(What the task requires)
From the entries below, say how many lines carry the word "wooden", and give nothing but the number.
BEGIN Data for processing
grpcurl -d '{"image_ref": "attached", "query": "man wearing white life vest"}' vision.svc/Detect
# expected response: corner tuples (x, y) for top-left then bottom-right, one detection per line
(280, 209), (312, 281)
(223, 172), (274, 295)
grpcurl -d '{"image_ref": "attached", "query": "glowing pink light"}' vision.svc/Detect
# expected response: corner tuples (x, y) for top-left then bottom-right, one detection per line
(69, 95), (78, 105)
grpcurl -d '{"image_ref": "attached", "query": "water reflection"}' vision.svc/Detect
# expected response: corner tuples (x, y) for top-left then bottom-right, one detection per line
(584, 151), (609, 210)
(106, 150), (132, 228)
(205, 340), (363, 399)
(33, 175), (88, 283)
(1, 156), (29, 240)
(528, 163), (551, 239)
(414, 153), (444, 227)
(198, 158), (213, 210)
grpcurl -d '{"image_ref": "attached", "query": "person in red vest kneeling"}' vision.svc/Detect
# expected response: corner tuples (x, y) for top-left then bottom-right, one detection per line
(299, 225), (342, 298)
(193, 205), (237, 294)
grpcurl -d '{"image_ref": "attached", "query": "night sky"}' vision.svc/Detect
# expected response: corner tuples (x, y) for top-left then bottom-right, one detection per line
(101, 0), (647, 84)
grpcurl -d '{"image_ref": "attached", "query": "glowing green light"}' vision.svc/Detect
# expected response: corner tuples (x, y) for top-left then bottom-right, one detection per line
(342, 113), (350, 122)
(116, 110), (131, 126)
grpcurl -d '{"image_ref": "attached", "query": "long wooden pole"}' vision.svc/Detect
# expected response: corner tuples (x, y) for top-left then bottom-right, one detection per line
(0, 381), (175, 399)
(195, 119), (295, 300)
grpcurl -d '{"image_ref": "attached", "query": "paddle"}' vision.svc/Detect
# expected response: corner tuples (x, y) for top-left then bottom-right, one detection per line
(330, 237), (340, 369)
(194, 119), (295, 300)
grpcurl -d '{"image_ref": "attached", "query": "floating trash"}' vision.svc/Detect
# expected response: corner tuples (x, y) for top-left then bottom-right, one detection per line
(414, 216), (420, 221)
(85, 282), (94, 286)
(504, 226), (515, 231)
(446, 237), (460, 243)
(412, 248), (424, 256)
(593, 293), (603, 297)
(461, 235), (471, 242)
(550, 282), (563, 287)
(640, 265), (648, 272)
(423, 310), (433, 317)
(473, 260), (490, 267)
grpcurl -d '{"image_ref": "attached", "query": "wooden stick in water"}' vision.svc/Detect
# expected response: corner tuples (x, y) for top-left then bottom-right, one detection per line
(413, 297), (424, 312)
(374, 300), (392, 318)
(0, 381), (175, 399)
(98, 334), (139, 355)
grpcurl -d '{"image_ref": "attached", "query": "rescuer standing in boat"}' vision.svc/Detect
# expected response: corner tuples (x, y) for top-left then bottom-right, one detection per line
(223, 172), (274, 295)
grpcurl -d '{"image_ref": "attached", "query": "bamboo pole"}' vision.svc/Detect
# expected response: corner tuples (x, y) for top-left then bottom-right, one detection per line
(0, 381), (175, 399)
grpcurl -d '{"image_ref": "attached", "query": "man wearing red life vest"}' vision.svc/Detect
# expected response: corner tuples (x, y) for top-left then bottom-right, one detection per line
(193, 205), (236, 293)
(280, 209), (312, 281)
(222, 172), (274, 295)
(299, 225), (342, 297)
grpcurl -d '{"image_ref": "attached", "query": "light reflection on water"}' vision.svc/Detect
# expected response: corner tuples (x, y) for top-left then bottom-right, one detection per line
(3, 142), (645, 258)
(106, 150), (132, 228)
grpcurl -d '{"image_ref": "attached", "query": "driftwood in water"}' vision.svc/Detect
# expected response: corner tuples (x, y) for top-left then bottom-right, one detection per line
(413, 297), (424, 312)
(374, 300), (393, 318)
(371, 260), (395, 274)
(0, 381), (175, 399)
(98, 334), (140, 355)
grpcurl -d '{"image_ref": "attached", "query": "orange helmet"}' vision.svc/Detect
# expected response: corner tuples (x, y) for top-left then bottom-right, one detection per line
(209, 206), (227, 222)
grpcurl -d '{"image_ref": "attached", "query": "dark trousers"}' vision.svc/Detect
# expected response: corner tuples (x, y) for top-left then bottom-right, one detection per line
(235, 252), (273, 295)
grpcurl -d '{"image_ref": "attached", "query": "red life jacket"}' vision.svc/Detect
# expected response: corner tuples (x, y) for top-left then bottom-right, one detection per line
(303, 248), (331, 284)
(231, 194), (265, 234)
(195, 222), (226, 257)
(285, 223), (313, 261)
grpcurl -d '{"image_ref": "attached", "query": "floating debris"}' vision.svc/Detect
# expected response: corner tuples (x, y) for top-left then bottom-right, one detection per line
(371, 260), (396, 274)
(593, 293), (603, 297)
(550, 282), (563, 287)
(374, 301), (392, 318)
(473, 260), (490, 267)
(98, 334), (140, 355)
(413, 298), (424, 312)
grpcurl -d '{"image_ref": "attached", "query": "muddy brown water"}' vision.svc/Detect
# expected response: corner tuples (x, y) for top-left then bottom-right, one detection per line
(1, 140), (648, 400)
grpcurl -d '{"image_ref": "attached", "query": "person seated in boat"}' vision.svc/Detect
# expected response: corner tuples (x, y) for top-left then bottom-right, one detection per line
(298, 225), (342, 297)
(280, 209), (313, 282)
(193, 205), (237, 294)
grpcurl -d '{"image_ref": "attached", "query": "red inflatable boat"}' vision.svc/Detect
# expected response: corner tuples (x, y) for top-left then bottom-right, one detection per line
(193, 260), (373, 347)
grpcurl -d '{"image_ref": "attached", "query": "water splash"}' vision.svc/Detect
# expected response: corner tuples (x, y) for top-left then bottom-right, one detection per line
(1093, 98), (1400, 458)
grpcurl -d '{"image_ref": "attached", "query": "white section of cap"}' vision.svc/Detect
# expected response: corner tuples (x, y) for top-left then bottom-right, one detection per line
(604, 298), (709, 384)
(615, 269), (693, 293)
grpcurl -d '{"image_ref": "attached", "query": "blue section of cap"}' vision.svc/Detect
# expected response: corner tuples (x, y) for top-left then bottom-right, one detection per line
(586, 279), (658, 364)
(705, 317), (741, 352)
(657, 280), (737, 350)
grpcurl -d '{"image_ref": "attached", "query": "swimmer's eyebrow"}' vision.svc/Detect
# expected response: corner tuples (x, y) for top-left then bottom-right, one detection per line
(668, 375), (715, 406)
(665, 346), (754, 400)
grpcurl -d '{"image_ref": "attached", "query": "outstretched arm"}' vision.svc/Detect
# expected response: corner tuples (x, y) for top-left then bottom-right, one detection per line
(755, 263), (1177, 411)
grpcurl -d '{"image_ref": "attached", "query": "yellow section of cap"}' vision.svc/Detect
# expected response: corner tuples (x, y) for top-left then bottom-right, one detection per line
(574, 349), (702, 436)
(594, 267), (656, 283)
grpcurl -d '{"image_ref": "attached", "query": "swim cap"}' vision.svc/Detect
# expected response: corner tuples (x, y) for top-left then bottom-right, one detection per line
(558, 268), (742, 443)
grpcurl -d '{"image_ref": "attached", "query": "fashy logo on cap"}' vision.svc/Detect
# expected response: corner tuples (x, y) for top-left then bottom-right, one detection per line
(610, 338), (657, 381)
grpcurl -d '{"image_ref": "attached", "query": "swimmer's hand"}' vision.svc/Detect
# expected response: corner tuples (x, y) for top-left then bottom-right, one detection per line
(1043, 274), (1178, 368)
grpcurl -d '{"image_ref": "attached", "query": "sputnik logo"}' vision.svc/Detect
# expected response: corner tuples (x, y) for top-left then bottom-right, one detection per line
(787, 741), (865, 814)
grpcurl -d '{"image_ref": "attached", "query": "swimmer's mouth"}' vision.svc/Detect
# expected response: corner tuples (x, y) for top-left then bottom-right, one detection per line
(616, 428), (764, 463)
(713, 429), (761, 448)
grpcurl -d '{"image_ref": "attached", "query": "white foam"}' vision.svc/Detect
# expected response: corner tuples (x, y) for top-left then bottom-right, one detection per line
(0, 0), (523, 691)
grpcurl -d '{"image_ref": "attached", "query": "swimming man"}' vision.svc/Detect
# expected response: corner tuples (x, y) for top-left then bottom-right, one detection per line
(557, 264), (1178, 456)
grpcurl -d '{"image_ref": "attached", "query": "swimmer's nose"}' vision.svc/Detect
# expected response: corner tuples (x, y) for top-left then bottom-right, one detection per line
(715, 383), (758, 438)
END Data for processing
(Exercise output)
2